##### RECORDS FOR THIS EXERCISE #####

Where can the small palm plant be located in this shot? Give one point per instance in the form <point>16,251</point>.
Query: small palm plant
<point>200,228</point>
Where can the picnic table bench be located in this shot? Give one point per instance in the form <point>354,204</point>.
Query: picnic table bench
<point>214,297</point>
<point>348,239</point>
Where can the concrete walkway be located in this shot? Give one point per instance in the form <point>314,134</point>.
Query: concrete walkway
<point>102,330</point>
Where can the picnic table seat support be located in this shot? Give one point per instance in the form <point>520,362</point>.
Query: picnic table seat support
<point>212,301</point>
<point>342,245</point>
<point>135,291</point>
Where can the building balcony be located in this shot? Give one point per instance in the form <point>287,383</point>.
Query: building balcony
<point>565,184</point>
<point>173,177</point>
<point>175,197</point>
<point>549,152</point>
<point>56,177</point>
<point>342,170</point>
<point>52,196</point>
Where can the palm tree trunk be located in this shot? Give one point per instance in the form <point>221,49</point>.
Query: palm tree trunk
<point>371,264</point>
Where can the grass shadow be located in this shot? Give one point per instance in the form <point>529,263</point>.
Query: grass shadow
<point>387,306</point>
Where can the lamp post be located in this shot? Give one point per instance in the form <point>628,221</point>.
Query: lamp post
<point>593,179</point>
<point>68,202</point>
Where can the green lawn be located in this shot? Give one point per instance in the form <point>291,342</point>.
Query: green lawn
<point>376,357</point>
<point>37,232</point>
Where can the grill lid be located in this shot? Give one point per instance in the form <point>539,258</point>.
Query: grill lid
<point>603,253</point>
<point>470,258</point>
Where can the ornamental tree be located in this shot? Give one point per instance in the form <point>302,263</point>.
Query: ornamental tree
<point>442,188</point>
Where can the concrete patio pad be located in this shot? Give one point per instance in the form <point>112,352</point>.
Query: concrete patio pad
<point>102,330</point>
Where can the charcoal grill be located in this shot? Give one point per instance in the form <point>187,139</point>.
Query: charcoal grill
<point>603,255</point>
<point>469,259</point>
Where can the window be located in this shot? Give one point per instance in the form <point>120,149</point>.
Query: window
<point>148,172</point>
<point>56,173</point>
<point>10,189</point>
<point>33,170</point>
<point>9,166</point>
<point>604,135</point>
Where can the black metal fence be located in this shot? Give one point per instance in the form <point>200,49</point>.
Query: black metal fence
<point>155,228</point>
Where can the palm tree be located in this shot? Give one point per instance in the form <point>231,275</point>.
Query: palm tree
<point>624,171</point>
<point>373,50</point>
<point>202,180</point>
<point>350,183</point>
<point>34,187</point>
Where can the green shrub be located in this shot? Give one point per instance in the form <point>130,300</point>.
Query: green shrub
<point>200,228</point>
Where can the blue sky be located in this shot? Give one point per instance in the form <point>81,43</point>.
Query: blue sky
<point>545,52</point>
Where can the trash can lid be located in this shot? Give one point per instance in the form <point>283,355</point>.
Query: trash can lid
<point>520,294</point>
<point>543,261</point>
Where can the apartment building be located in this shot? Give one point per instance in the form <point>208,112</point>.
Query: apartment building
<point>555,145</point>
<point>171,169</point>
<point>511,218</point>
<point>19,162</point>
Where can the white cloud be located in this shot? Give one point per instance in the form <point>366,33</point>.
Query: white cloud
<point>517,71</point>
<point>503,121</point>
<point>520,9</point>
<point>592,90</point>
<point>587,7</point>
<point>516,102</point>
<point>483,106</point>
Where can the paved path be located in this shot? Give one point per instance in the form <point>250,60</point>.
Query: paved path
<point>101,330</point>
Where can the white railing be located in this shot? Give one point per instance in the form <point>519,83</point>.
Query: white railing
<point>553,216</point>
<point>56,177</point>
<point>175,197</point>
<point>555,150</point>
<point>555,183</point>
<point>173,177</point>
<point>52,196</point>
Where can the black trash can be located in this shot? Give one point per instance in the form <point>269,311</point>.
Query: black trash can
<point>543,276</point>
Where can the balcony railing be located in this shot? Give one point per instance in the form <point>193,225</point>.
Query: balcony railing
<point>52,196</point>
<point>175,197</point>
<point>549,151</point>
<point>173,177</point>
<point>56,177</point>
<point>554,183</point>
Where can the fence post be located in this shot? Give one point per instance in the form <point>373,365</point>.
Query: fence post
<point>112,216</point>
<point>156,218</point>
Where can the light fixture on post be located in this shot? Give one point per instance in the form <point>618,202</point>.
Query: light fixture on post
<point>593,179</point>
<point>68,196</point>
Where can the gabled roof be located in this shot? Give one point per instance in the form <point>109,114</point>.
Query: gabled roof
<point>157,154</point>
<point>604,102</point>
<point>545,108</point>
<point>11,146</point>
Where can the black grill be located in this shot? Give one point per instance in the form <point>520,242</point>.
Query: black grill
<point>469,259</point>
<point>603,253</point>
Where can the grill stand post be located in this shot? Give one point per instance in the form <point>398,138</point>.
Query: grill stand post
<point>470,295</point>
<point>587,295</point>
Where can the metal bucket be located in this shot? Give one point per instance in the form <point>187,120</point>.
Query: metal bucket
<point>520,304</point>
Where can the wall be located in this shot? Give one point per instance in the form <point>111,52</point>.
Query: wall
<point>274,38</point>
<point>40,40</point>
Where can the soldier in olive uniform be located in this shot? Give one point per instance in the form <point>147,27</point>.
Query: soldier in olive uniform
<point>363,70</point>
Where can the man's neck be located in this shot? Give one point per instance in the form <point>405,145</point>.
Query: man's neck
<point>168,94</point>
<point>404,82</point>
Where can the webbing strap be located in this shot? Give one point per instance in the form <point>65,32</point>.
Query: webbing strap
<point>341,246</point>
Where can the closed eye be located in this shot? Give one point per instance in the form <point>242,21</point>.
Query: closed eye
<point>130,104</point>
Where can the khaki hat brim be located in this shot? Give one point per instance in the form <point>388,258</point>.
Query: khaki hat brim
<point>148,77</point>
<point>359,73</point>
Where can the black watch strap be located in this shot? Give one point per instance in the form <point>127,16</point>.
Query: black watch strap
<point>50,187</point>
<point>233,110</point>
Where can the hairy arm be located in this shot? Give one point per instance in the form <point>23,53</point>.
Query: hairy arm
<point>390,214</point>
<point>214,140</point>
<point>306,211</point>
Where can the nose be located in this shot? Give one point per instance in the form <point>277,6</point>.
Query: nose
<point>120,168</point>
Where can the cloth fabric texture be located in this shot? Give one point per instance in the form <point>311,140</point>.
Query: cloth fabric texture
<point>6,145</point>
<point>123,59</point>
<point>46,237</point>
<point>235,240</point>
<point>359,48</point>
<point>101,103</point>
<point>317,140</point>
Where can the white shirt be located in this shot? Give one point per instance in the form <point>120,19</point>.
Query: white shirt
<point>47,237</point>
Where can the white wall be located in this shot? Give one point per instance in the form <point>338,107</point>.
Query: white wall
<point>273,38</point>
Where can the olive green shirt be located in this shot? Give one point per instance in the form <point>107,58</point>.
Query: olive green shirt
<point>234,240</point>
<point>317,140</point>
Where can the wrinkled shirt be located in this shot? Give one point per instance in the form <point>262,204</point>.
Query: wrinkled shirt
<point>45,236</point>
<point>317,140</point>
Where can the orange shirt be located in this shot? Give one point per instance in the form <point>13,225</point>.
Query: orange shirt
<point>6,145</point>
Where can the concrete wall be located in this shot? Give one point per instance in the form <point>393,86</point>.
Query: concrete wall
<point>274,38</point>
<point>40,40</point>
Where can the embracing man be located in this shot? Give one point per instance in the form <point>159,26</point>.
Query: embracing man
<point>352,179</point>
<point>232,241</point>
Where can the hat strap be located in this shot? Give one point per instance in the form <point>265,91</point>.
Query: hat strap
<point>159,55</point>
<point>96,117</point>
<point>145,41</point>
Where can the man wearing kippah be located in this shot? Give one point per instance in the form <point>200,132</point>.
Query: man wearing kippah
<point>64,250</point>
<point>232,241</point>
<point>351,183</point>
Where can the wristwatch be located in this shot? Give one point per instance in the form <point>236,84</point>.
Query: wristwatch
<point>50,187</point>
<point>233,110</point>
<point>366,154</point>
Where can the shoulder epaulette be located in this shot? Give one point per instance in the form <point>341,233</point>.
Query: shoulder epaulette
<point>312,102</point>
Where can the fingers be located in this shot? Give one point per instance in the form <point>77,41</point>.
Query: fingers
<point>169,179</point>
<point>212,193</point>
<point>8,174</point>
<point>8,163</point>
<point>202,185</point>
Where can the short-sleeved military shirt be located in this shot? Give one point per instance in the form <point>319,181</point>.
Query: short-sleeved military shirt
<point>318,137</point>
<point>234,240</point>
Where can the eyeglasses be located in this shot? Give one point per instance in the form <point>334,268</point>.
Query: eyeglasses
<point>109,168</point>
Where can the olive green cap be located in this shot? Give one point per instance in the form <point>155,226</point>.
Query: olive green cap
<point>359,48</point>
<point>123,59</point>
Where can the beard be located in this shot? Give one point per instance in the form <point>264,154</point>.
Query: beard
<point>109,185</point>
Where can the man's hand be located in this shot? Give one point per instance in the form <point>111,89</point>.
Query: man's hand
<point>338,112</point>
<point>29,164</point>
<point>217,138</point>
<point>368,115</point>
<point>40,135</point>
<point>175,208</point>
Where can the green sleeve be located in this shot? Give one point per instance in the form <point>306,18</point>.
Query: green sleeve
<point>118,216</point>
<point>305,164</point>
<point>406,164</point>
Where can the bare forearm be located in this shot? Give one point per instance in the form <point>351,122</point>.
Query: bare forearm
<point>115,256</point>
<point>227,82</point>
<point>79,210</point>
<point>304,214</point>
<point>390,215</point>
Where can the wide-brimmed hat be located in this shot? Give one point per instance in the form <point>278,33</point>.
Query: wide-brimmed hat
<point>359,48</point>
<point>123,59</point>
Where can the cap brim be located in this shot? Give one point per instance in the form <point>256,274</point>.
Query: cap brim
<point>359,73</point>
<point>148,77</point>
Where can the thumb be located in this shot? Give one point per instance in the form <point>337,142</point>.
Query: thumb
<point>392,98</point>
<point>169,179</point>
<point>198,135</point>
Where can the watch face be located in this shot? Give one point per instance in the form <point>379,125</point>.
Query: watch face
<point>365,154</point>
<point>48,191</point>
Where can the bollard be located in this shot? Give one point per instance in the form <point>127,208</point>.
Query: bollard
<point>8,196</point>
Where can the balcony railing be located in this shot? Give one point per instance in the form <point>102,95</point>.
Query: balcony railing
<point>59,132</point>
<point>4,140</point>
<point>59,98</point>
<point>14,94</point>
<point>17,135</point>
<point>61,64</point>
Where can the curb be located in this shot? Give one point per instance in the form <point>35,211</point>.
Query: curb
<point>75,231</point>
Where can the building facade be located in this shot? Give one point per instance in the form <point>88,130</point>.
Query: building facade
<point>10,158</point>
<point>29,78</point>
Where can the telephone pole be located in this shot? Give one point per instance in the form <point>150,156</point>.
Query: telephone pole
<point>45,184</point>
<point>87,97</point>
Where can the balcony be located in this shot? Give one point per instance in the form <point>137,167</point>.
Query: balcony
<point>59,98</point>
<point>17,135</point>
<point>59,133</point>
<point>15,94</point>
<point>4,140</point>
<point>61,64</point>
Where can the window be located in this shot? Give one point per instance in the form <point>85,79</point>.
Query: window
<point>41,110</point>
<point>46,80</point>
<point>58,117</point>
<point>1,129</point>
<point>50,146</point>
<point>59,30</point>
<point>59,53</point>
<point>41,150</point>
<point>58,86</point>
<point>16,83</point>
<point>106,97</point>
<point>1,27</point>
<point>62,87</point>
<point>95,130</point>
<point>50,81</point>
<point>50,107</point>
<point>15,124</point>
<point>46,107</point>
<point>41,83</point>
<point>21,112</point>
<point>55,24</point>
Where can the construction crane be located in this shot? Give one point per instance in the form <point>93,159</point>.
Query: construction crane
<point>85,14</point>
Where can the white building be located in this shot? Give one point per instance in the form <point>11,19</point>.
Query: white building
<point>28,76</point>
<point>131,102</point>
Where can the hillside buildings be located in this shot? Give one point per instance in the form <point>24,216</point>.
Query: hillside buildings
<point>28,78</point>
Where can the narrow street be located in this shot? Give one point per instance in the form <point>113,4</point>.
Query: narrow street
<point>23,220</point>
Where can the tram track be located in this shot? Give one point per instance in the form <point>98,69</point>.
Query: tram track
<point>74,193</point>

#####

**YOUR TASK:**
Convert everything from the line containing "Where can the tram" down to the end of the lines above into a numbered list, leaving out any blank lines.

**SOLUTION TO THIS TASK:**
1. Where can the tram track be located in this shot? Give one point per instance in the form <point>98,69</point>.
2. Query: tram track
3. <point>74,193</point>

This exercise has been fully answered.